→ PASSAGE TO READ
What Causes Acquired Conductive Hearing Loss?

From earwax to ear infections, many issues can prevent sound from making its way through the outer and middle ear to the inner ear and on to the brain. Let’s explore some common causes of acquired conductive hearing loss.

Hearing device user with conductive hearing loss

Acquired vs. Congenital Hearing Loss

When someone is born with typical hearing but develops hearing loss after birth, this is referred to as acquired hearing loss. When a child is born with hearing loss, this is called congenital hearing loss. These two categories of hearing loss are based on when hearing loss occurs.

Where Hearing Loss Happens

Hearing loss can also be categorized by where it occurs in the ear. Conductive hearing loss occurs in the outer or middle ear and affects the ability of sound to reach the inner ear. Sensorineural hearing loss affects the inner ear. And mixed hearing loss is a combination of both types of hearing loss.

Common Causes of Acquired Conductive Hearing Loss

Acquired hearing loss can be caused by many different things, but here are some of the most common causes:

Something’s in the Way

If sound waves are blocked from reaching the eardrum, this can prevent or reduce the quality of hearing. The ear canal may be blocked by excessive buildup of earwax or by other foreign objects—objects that are in the ear canal even though they shouldn’t be. Just like earplugs reduce or block out sound, these ear canal blockages can prevent hearing.

Can’t Play a Broken Drum

For sound to travel from the outer ear to the middle ear, the eardrum needs to be able to vibrate. It can’t do this if it’s perforated, meaning there’s a hole or tear in it. Imagine trying to play a drum with a hole in it—it wouldn’t be very loud. And an eardrum with a hole in it is also not very effective.

Infections and Bad Vibrations

The middle ear, the space between the eardrum and the inner ear, is usually filled with air. When the tiny bones of the middle ear are surrounded by air, they can vibrate and transfer sound to the cochlea efficiently. Ear infections, however, can cause the middle ear to fill up with fluid. The bones of the middle ear can’t vibrate well when they are surrounded by fluid, and this results in poorer hearing.

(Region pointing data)
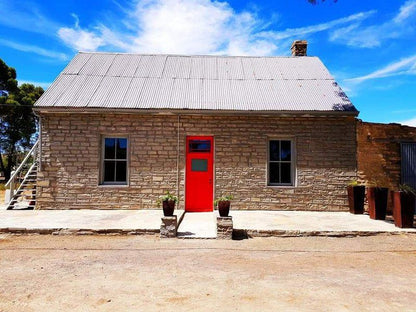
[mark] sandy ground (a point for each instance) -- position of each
(144, 273)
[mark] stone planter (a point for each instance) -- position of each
(403, 209)
(356, 195)
(377, 202)
(224, 208)
(168, 207)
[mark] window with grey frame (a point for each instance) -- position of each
(114, 160)
(280, 163)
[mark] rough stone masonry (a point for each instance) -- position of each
(324, 160)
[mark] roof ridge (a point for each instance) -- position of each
(197, 55)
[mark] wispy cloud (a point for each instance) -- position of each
(409, 122)
(192, 27)
(34, 49)
(293, 32)
(363, 36)
(44, 85)
(406, 66)
(26, 17)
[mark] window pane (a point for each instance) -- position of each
(121, 173)
(121, 148)
(285, 151)
(110, 150)
(200, 146)
(274, 173)
(109, 169)
(199, 165)
(285, 173)
(274, 150)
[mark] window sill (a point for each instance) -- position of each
(113, 185)
(281, 186)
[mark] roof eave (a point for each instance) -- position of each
(46, 110)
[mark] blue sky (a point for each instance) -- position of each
(368, 46)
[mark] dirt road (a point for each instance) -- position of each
(137, 273)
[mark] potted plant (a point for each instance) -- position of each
(377, 201)
(404, 206)
(356, 195)
(223, 203)
(168, 203)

→ WORK INSTRUCTION A
Reproduce the passage from the article on conductive hearing loss that begins at the words "When someone is" and stops after the words "hearing loss occurs.".
→ WORK INSTRUCTION B
Rewrite the paragraph in the article on conductive hearing loss that opens with "The middle ear, the space between the eardrum" in a shorter form, keeping its main facts.
Rely solely on the article on conductive hearing loss, not on the rows.

→ WORKED SOLUTION A
When someone is born with typical hearing but develops hearing loss after birth, this is referred to as acquired hearing loss. When a child is born with hearing loss, this is called congenital hearing loss. These two categories of hearing loss are based on when hearing loss occurs.

→ WORKED SOLUTION B
The middle ear, between the eardrum and the inner ear, is normally filled with air. This lets its tiny bones vibrate and pass sound efficiently to the cochlea. Ear infections can fill this space with fluid, which keeps the bones from vibrating well and results in poorer hearing.